DOCUMENT EXCERPT Start Marker

Okay, now I get it...

This one puzzled me for a while, and then it dawned on me what the scriptures were saying.

[**My Personal Opinion here] Let me re-phrase this way, the day you eat of it you will be subject to physical death... Read the passage carefully, it does not say that the day you eat of the fruit, you will die that day. Previously in Genesis it appeared that Adam an Eve would live forever in fellowship with God in the Garden. Upon sinning creation itself changed its physical form as we see by the snake have bodily changed so that it would now crawl on its belly and eat of the dust of the earth. We see that humans changed too, women would now be subject to pain in childbirth and the man would have to toil to feed himself. And emotionally people changed, the woman and her seed would have "enmity" with the serpent.

It's likely a weakness in the differences between English and Hebrew. Not necessarily a translation problem. For example, there are some languages that don't have words that are even related to other languages. Some languages have subtle variations and nuances of the same word. So in some languages it takes several words to describe a single word in the other language.

There are also cultural issues that may be unwritten, i.e. "understood" by the writer and never actually written because it would be silly to them to do so.

And yes, I have verified at least the language related issues with my wife who graduated summa cum laude with a degree in cross-cultural communications.

DOCUMENT EXCERPT End Marker
DATASET RECORDS Start Marker

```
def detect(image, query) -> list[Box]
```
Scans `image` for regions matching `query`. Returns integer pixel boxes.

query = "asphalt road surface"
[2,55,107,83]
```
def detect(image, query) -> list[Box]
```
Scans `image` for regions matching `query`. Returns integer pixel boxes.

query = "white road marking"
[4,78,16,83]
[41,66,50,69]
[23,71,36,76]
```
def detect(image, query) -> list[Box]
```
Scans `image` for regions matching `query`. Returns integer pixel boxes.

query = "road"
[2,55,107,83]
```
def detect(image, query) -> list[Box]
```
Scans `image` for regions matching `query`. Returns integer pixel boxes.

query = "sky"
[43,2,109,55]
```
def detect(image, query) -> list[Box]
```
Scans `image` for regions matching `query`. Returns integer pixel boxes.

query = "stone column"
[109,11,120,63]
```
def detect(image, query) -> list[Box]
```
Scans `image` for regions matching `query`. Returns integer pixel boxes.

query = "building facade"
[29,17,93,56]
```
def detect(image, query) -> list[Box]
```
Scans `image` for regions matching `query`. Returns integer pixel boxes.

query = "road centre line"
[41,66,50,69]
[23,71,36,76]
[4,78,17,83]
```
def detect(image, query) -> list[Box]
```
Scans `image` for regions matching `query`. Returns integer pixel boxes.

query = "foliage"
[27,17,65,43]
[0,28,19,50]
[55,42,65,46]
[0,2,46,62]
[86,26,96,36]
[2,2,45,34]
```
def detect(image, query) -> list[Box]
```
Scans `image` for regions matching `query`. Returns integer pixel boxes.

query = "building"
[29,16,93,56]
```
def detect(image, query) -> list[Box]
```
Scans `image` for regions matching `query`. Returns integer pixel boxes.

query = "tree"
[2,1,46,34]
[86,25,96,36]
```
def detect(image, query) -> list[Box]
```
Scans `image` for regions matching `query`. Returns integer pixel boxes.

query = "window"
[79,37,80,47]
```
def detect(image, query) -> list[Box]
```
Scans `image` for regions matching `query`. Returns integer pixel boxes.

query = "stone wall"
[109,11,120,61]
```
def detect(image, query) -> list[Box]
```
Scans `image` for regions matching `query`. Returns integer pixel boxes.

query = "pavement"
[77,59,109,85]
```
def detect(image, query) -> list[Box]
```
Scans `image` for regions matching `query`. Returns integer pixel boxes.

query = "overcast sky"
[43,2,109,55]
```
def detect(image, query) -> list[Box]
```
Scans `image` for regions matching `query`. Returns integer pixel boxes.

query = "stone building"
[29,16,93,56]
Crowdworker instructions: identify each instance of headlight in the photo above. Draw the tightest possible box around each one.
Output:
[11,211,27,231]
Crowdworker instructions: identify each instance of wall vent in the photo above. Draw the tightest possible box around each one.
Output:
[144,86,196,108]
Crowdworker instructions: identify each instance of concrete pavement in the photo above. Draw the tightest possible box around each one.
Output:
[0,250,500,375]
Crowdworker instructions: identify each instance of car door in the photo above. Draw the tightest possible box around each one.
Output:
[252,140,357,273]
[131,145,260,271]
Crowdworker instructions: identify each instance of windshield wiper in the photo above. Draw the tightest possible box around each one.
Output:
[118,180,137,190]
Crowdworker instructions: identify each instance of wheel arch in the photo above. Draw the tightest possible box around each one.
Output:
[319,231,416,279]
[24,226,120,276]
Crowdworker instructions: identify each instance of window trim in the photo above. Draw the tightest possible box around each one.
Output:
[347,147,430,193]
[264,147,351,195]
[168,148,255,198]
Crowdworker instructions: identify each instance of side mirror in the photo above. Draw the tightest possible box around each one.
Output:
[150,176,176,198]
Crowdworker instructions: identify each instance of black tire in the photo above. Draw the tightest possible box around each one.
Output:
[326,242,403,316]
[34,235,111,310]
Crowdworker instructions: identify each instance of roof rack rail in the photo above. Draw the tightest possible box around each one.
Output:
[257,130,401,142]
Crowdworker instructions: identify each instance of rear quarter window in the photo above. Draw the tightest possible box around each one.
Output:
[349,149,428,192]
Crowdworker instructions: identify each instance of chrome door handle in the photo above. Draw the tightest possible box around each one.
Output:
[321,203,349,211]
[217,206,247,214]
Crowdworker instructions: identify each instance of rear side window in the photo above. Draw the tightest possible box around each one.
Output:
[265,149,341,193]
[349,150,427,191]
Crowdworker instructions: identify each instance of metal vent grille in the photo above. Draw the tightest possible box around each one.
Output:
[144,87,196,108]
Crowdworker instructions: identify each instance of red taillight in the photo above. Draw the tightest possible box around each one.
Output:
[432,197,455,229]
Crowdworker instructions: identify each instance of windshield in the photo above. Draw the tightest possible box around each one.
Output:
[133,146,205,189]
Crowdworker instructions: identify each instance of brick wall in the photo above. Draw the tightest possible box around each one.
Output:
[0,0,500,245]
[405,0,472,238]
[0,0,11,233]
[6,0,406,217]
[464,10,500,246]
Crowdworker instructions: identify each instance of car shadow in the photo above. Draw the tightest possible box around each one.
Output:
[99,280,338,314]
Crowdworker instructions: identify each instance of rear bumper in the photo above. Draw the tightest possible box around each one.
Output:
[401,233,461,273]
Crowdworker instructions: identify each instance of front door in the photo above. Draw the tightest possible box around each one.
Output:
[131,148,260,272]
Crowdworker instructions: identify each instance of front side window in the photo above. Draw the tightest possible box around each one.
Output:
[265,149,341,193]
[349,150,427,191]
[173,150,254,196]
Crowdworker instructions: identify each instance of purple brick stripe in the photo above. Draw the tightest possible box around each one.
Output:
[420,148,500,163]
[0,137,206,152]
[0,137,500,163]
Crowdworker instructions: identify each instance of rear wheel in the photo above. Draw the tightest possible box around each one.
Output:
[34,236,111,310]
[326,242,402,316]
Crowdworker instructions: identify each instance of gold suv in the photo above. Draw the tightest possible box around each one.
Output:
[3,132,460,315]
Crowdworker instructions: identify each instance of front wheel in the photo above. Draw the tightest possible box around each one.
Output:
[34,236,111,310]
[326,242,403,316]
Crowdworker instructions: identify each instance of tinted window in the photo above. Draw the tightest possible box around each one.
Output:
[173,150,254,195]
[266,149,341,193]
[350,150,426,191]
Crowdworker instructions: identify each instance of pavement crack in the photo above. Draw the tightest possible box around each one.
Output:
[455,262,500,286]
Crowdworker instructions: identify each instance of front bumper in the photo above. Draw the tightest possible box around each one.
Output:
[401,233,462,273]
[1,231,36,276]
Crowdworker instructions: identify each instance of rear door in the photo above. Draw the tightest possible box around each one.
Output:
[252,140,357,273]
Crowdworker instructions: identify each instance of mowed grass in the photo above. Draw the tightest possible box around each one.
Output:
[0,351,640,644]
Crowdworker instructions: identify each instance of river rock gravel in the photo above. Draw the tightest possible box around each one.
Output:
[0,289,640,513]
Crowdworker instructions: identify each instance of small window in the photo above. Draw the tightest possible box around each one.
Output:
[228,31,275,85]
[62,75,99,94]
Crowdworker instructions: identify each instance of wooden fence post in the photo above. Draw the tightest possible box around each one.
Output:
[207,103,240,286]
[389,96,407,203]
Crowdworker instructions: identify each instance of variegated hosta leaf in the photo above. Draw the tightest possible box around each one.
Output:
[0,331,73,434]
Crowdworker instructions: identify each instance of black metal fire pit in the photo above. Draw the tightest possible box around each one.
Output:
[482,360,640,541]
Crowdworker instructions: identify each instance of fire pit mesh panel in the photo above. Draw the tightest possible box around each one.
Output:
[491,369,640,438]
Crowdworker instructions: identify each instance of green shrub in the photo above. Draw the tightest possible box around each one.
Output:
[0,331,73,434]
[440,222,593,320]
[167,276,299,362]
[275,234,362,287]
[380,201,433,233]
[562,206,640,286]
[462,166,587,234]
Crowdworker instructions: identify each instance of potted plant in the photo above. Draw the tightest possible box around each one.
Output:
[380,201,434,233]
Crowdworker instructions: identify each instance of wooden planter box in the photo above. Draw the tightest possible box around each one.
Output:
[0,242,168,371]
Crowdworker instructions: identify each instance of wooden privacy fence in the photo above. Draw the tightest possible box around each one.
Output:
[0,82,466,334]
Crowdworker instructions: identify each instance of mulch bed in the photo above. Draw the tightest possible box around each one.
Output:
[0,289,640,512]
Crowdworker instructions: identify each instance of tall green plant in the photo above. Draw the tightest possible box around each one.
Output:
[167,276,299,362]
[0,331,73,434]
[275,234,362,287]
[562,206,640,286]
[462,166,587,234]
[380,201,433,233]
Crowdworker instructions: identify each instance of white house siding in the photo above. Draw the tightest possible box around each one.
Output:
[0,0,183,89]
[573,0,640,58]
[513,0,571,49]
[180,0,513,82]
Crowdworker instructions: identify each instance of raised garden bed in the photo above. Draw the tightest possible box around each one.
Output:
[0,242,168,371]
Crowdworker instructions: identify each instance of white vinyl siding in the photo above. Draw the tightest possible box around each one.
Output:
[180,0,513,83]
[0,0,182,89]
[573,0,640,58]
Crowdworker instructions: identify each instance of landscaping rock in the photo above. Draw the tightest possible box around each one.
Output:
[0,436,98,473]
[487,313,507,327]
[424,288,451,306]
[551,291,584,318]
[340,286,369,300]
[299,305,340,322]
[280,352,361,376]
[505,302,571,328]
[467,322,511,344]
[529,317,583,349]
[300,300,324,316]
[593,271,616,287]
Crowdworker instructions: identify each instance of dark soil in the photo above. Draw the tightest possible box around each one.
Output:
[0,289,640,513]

DATASET RECORDS End Marker

WORK TASK:
Answer these questions about the Genesis post:
1. What bodily change to the snake does it describe after the sin?
2. What does it say some languages need in order to describe a single word from another language?
3. With whom did the writer verify the language-related issues?

RESPONSE AREA:
1. The snake would now crawl on its belly and eat of the dust of the earth.
2. Some languages take several words to describe a single word in the other language.
3. The writer's wife, who graduated summa cum laude with a degree in cross-cultural communications.